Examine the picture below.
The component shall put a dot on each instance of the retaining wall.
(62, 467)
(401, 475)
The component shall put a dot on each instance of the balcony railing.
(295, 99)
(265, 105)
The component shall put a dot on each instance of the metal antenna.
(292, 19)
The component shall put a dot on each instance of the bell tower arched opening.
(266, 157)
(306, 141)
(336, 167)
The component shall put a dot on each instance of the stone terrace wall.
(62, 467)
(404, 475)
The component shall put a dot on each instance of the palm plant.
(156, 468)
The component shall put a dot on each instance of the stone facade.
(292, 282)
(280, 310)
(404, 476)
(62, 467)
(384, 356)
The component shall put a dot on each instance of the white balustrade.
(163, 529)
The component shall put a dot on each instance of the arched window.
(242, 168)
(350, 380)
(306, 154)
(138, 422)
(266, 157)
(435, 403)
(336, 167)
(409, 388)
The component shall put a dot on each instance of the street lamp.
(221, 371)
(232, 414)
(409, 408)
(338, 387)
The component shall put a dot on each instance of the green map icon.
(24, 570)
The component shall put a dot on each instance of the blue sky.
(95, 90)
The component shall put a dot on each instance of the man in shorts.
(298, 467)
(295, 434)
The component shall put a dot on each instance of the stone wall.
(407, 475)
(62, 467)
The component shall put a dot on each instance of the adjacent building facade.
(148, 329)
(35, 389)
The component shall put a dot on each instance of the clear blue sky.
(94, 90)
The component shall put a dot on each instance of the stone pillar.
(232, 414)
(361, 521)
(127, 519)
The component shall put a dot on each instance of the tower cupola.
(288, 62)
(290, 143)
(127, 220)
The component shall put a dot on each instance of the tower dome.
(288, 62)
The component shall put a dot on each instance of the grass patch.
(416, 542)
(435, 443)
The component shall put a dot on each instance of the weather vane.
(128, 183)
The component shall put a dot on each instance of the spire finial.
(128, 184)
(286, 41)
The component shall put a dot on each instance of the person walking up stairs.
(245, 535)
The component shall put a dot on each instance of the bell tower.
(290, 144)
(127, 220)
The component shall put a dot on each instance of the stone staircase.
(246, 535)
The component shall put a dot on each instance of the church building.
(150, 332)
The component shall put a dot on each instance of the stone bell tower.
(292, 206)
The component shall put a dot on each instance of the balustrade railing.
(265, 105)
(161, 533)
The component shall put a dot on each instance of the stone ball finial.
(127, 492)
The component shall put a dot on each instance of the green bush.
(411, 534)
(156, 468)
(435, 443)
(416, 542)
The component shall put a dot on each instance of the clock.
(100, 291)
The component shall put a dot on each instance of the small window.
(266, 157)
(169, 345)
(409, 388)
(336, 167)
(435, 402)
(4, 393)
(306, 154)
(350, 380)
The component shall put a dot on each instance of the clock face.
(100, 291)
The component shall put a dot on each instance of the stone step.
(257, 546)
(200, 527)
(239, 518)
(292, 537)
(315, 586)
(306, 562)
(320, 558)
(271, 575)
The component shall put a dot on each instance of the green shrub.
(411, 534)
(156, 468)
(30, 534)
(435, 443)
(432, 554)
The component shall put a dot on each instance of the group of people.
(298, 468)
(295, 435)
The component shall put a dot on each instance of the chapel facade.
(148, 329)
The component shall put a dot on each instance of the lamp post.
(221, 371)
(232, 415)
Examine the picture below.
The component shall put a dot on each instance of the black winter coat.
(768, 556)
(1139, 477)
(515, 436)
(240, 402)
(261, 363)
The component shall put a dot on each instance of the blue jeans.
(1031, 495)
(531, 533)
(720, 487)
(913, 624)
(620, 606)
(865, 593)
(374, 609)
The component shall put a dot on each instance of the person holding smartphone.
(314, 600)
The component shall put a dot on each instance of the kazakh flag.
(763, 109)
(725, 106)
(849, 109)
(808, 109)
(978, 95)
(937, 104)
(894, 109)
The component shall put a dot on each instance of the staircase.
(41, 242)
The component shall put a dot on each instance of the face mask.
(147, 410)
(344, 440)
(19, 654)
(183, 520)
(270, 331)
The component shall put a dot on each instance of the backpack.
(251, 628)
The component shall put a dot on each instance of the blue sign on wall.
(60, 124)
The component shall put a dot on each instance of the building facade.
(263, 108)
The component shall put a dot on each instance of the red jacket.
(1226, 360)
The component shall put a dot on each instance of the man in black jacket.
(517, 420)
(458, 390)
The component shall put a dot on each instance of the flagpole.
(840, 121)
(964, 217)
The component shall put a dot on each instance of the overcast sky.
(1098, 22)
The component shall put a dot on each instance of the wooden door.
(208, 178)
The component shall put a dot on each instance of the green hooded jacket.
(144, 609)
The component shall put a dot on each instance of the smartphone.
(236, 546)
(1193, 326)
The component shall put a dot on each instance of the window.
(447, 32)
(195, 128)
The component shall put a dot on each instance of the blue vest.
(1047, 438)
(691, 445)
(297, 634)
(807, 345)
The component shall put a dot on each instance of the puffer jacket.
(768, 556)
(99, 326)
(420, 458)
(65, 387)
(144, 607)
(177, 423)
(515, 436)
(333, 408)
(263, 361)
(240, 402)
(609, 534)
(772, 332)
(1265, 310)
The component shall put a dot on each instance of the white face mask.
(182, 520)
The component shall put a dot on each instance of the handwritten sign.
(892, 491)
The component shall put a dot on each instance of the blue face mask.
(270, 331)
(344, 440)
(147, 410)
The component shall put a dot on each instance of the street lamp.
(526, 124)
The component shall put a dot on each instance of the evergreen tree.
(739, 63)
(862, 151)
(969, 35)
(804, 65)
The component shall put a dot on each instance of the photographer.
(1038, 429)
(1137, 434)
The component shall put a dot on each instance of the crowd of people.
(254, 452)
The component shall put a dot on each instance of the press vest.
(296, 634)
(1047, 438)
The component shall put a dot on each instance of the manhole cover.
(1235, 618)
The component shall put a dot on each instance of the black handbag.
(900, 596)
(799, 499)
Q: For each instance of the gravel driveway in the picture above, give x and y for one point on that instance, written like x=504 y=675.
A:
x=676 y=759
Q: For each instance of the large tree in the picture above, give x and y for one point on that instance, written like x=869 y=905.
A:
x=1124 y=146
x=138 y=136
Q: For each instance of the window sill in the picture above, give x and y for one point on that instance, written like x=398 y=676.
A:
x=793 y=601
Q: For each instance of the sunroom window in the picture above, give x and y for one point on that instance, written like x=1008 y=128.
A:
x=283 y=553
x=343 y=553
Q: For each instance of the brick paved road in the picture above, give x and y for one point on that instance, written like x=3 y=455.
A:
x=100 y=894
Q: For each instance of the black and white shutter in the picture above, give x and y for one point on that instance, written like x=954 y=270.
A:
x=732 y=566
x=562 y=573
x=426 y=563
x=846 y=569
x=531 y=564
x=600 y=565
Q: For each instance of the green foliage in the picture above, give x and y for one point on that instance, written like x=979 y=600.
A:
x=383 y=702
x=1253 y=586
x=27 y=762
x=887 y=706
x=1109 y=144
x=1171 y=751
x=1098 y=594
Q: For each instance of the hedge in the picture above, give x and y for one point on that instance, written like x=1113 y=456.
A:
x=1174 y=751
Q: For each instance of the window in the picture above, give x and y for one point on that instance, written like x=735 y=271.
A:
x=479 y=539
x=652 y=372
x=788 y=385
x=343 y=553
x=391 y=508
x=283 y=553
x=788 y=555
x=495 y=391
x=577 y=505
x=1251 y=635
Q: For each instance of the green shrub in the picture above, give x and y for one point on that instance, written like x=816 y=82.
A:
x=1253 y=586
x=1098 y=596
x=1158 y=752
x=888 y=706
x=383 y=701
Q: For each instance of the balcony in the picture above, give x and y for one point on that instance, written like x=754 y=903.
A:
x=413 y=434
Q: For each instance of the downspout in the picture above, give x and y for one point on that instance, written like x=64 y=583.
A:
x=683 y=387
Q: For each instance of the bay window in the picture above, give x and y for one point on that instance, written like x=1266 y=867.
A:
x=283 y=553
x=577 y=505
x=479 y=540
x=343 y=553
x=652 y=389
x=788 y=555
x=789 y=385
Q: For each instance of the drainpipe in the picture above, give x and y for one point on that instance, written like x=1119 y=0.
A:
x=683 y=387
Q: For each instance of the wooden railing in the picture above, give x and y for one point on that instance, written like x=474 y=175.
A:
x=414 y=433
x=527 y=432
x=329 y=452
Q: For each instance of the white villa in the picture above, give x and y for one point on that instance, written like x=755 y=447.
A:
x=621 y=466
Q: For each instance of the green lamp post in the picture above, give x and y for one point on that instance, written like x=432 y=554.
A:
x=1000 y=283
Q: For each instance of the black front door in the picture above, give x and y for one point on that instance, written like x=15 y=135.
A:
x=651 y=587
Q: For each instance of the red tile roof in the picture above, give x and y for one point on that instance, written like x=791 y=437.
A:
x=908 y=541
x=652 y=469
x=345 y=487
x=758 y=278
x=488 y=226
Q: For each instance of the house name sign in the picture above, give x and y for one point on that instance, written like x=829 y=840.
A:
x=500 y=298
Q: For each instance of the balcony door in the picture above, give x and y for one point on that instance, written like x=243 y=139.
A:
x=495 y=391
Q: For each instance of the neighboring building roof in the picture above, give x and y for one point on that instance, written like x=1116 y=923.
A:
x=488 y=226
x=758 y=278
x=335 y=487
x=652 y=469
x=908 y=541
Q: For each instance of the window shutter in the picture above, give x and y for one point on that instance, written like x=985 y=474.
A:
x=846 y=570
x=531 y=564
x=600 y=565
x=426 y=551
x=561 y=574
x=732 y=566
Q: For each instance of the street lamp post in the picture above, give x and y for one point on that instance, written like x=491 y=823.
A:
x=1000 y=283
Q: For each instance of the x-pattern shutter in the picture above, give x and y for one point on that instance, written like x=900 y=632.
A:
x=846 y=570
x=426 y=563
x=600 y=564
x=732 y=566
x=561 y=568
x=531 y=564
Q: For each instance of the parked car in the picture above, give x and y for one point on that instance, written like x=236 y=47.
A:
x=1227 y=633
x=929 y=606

• WHAT IS EXPECTED: Copy the lines from the entries above in which the word "roof" appears.

• EXERCISE ANSWER:
Q: For each instance of the red tile roof in the picture above, give x and y for one point on that instance, written like x=791 y=437.
Q: For each instance of the neighboring building roof in the picture above, give x and y for one point on that instance, written like x=1116 y=923.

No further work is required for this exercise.